## Instructions for the task
Copy each of the entries below word for word, keeping every line unchanged.

--- START OF Data for this exercise ---

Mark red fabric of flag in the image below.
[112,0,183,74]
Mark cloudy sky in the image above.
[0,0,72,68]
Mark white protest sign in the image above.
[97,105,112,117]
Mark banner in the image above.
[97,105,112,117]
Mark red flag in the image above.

--- END OF Data for this exercise ---

## Task response
Mark red fabric of flag in the image below.
[112,0,183,74]
Mark cloudy sky in the image above.
[0,0,72,68]
Mark white protest sign in the image above.
[97,105,112,117]
Mark banner in the image above.
[97,105,112,117]
Mark red flag in the image above.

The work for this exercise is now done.